---- Text provided
Anti-skate pulls the arm to the outside, away from the spindle. The side of the record groove closest to the spindle carries the left channel. If you’re hearing much more mistracking in the left channel then it means you have too much anti-skate. If you hear mistracking more in the right channel then stylus isn’t pressing against the outside enough and you need more anti-skate.
That’s how you tell. And contrary to what you will probably hear there is no one right level of anti-skating to set. That is because the force anti-skating is intended to counteract varies across the record, and varies by how modulated the grooves are (loud passages) and varies by tracking force.
Even if you do hear a little breakup in one channel that is still not decisive, for all the above factors. You need to pay attention and determine if there’s a consistent pattern.
Anti-skate is like most things analog imperfect and a matter of trade-offs. Some we get to make. Some the designer. You see which way the designer of your arm went. Are you sure you want to be second-guessing him? Based on Audiogoners advice?
--------
**Set exercise 1:** Count the lines in the entries that contain the word "brown", and reply with the number only.
The anti-skate text and the entries are from unrelated sources.
---- Supplied material
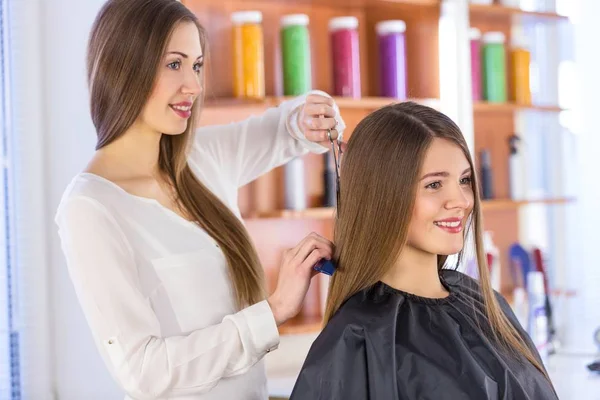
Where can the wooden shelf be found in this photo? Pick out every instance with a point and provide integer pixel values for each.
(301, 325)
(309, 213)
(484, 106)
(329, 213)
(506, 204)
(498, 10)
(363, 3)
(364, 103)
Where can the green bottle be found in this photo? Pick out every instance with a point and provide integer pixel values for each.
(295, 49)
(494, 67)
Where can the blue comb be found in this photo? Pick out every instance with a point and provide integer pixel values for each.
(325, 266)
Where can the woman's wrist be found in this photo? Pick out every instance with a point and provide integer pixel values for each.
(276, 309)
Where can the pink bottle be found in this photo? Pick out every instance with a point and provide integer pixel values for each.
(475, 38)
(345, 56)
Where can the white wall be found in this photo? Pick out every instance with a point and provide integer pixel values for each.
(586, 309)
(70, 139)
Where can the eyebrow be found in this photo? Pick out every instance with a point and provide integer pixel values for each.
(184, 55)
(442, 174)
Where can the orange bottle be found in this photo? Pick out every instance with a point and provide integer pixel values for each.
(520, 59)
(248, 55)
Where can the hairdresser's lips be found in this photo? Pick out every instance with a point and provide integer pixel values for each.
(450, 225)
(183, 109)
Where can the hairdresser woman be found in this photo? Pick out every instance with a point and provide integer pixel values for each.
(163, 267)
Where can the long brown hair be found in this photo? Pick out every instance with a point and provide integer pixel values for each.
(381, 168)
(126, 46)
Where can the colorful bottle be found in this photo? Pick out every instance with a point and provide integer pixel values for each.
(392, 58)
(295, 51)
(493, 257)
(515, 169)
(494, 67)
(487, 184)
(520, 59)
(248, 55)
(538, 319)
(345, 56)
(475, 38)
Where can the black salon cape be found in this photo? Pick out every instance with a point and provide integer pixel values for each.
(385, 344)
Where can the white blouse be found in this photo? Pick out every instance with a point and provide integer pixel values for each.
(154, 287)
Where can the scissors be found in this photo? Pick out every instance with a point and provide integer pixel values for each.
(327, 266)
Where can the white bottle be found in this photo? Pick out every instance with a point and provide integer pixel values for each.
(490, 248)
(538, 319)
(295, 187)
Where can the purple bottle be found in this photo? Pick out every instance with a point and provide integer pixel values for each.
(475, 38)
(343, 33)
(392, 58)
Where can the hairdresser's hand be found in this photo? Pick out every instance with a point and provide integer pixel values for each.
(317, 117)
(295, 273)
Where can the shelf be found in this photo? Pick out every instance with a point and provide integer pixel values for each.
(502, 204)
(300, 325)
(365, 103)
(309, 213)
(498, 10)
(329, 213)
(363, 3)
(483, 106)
--------
---- Supplied material
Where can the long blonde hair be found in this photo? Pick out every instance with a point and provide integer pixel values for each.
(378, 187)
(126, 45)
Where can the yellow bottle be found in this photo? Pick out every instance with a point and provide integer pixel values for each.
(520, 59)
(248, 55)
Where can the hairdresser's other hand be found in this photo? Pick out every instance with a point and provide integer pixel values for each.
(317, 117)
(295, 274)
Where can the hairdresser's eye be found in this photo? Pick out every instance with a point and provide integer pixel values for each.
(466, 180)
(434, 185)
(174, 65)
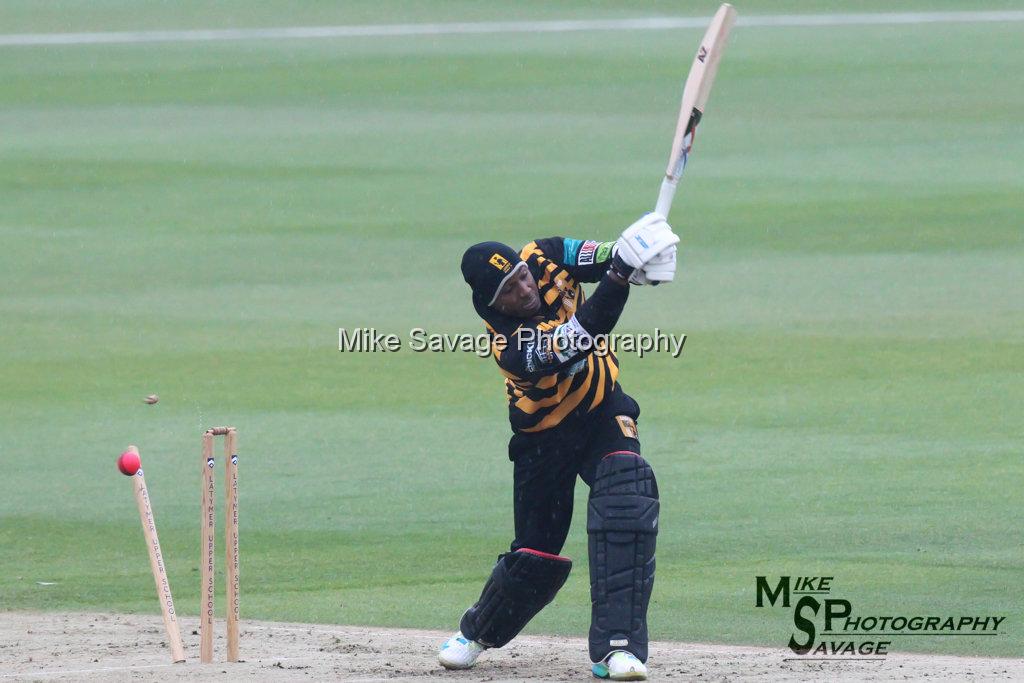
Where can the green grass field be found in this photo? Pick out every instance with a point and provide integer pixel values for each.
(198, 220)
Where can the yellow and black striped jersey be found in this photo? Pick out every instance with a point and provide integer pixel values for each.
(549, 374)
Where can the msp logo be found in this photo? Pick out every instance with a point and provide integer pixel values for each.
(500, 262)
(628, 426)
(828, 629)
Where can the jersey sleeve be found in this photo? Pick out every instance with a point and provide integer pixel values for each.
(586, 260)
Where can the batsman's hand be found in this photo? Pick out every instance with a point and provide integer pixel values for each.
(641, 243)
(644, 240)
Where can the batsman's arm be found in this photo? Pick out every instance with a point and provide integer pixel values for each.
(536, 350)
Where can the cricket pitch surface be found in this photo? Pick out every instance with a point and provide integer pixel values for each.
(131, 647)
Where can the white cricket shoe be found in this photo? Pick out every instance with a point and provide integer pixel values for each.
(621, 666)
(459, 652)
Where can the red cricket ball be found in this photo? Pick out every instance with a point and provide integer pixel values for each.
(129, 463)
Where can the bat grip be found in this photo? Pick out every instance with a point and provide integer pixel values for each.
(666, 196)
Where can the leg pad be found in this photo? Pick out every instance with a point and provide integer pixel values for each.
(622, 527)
--------
---- Supplied material
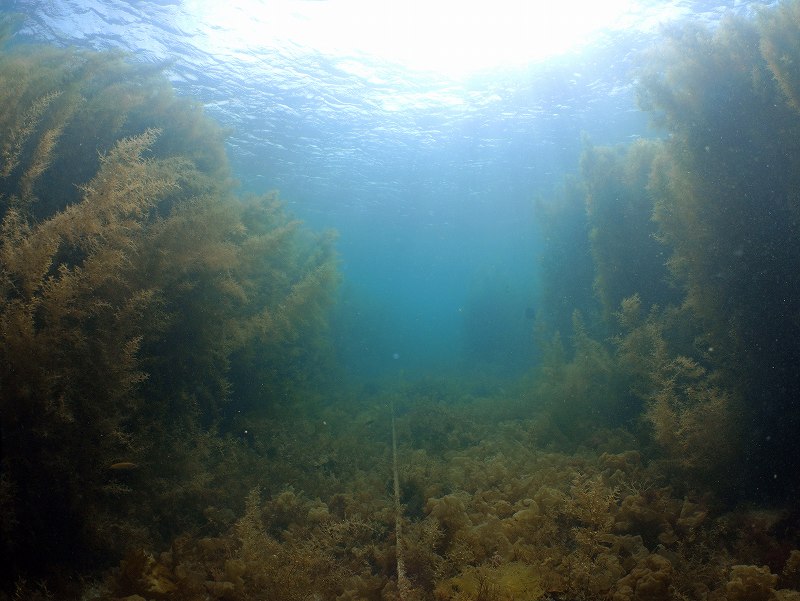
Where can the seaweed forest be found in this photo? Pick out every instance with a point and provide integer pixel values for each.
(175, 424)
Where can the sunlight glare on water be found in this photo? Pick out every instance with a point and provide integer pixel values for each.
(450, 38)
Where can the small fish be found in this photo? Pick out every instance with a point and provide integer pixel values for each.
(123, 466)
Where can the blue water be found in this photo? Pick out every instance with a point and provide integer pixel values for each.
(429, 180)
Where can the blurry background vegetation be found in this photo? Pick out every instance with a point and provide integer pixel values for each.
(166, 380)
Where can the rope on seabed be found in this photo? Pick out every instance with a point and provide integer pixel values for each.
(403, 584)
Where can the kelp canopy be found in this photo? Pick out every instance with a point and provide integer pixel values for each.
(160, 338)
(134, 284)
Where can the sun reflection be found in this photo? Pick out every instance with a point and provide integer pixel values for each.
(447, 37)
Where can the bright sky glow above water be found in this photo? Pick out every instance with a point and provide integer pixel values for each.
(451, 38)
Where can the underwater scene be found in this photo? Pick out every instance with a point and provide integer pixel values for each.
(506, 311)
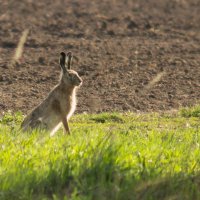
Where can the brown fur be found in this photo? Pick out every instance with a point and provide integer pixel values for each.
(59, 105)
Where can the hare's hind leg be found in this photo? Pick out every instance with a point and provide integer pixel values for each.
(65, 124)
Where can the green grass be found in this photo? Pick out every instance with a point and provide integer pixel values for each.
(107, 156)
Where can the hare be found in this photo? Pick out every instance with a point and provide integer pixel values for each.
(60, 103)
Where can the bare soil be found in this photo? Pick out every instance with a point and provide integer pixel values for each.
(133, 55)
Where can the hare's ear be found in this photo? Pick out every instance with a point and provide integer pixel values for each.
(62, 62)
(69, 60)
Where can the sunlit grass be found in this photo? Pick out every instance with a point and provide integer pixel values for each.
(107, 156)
--------
**Set exercise 2:** Copy word for word the passage of the anti-skate text that runs from "That’s how you" to "by tracking force.".

**Correct response 1:** 2

**Correct response 2:**
That’s how you tell. And contrary to what you will probably hear there is no one right level of anti-skating to set. That is because the force anti-skating is intended to counteract varies across the record, and varies by how modulated the grooves are (loud passages) and varies by tracking force.